» Problem requirements
Convert every line of the records into a Markdown table with one row per line, using the columns "No." and "Line", and skip blank lines. Omit the pictures from the table.

» Supplied data
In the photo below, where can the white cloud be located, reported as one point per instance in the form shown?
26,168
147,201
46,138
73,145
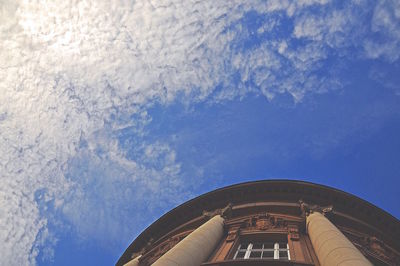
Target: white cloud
75,73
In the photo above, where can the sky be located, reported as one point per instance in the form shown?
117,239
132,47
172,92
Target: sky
114,112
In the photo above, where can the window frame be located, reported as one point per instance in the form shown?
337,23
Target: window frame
249,249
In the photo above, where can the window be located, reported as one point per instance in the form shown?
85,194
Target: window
263,250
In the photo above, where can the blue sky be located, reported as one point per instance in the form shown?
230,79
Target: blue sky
113,113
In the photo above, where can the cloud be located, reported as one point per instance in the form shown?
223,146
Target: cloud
75,76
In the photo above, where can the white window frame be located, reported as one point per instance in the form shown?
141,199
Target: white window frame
249,250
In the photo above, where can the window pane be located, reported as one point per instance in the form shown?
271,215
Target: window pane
268,245
244,245
240,255
255,254
268,254
283,255
257,245
282,245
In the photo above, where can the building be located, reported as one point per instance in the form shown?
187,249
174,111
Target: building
274,222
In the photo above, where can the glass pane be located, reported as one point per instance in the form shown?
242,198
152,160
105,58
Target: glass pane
255,254
282,245
257,245
283,255
268,254
268,245
240,255
244,245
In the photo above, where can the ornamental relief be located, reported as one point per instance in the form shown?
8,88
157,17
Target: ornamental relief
263,222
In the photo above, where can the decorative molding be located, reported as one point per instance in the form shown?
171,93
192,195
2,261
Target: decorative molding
232,234
294,233
226,212
263,222
307,209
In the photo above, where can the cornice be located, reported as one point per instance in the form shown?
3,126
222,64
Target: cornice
274,195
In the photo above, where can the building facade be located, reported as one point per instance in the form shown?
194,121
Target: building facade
274,222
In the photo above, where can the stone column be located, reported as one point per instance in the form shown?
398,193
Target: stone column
134,262
195,248
331,246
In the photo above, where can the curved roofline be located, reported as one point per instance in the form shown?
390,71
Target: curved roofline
171,216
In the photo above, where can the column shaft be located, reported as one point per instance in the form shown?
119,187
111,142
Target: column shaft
331,246
195,248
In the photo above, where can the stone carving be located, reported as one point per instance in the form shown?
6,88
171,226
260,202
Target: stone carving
232,234
225,212
294,233
264,221
307,209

» The response
| No. | Line |
|---|---|
| 1 | In the photo below, where can the white cloud be located, reported as one point per instance in the form shown? |
| 2 | 26,168 |
| 3 | 147,201 |
| 4 | 46,138 |
| 5 | 73,145 |
| 6 | Target: white cloud |
| 7 | 75,73 |
| 8 | In the photo above, where can the sky be located, reported as one point per instance in the form shown? |
| 9 | 117,239 |
| 10 | 132,47 |
| 11 | 172,92 |
| 12 | Target: sky |
| 13 | 114,112 |
| 14 | In the photo above, where can the window frame be located, reported as one point per instance in the form shown? |
| 15 | 337,23 |
| 16 | Target: window frame |
| 17 | 249,249 |
| 18 | In the photo above, where can the window be located, reported as one point per instance in the form shown? |
| 19 | 85,194 |
| 20 | Target: window |
| 21 | 263,250 |
| 22 | In the photo above, where can the blue sky be located, reported as one point per instance in the form shown? |
| 23 | 230,79 |
| 24 | Target: blue sky |
| 25 | 113,113 |
| 26 | In the photo above, where can the cloud be located, reported as one point per instance in the form shown? |
| 27 | 223,146 |
| 28 | Target: cloud |
| 29 | 75,76 |
| 30 | In the photo above, where can the white window frame be located, reported as one point per instance in the form shown? |
| 31 | 141,199 |
| 32 | Target: white window frame |
| 33 | 249,250 |
| 34 | In the photo above, where can the window pane be located, reported as one point per instance in the form shown? |
| 35 | 271,215 |
| 36 | Target: window pane |
| 37 | 268,245 |
| 38 | 244,245 |
| 39 | 240,255 |
| 40 | 255,254 |
| 41 | 268,254 |
| 42 | 283,255 |
| 43 | 257,245 |
| 44 | 282,245 |
| 45 | In the photo above, where can the building be located, reported as one point per instance in the form shown? |
| 46 | 187,249 |
| 47 | 174,111 |
| 48 | Target: building |
| 49 | 274,222 |
| 50 | In the photo above, where can the glass pane be located, reported as one point per instance in the form shown? |
| 51 | 242,198 |
| 52 | 152,160 |
| 53 | 105,58 |
| 54 | Target: glass pane |
| 55 | 255,254 |
| 56 | 282,245 |
| 57 | 257,245 |
| 58 | 283,255 |
| 59 | 268,254 |
| 60 | 268,245 |
| 61 | 240,255 |
| 62 | 244,245 |
| 63 | In the photo above, where can the ornamental relief be located, reported as one point per instance in the form shown? |
| 64 | 8,88 |
| 65 | 157,17 |
| 66 | Target: ornamental relief |
| 67 | 263,222 |
| 68 | In the photo above, where can the decorative molding be located, reported as one point per instance in the form shown? |
| 69 | 171,93 |
| 70 | 192,195 |
| 71 | 2,261 |
| 72 | Target: decorative molding |
| 73 | 232,234 |
| 74 | 294,233 |
| 75 | 226,212 |
| 76 | 263,222 |
| 77 | 307,209 |
| 78 | In the photo above, where can the cornice be located, reported as one point per instance in the form shown? |
| 79 | 3,126 |
| 80 | 222,64 |
| 81 | Target: cornice |
| 82 | 274,195 |
| 83 | In the photo above, where can the building facade be located, reported as one point per instance in the form shown? |
| 84 | 194,121 |
| 85 | Target: building facade |
| 86 | 274,222 |
| 87 | In the photo above, where can the stone column be located, reported as one point per instance in the form shown? |
| 88 | 398,193 |
| 89 | Target: stone column |
| 90 | 134,262 |
| 91 | 195,248 |
| 92 | 331,246 |
| 93 | In the photo above, where can the curved roofline be located, reported as one point per instance in the form shown? |
| 94 | 390,71 |
| 95 | Target: curved roofline |
| 96 | 171,216 |
| 97 | In the photo above, where can the column shaft be located, reported as one point per instance in the form shown? |
| 98 | 119,187 |
| 99 | 111,142 |
| 100 | Target: column shaft |
| 101 | 331,246 |
| 102 | 195,248 |
| 103 | In the photo above, where can the stone carving be located, reported as one point per instance in the form shown? |
| 104 | 6,88 |
| 105 | 171,226 |
| 106 | 260,202 |
| 107 | Target: stone carving |
| 108 | 232,234 |
| 109 | 225,212 |
| 110 | 294,233 |
| 111 | 264,221 |
| 112 | 307,209 |